Exercise task:
Can you recast the material below as a Markdown table with the columns "Row" and "Content", giving each non-blank line its own numbered row and omitting the pictures?

Records for processing:
--- --- ---

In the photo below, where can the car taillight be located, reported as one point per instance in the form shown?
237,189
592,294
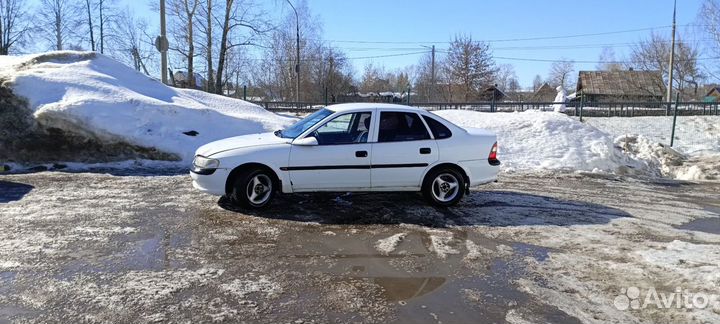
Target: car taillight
493,152
492,158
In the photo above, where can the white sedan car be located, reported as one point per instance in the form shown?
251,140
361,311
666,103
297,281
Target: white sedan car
351,147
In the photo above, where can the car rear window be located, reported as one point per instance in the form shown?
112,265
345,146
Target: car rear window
439,130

--- --- ---

Solution to the problem:
| Row | Content |
|---|---|
| 1 | In the photo below, where can the car taillight be located, reported as one point per instance in the form shown? |
| 2 | 237,189 |
| 3 | 592,294 |
| 4 | Target: car taillight |
| 5 | 493,152 |
| 6 | 492,158 |
| 7 | In the photo above, where can the white sedan car be located, reported as one point per instance in the form shown? |
| 8 | 251,140 |
| 9 | 361,311 |
| 10 | 666,103 |
| 11 | 297,281 |
| 12 | Target: white sedan car |
| 13 | 351,147 |
| 14 | In the photo above, where can the car rear window be located, reported as one point per instance in the form shown? |
| 15 | 112,265 |
| 16 | 345,146 |
| 17 | Target: car rear window |
| 18 | 439,130 |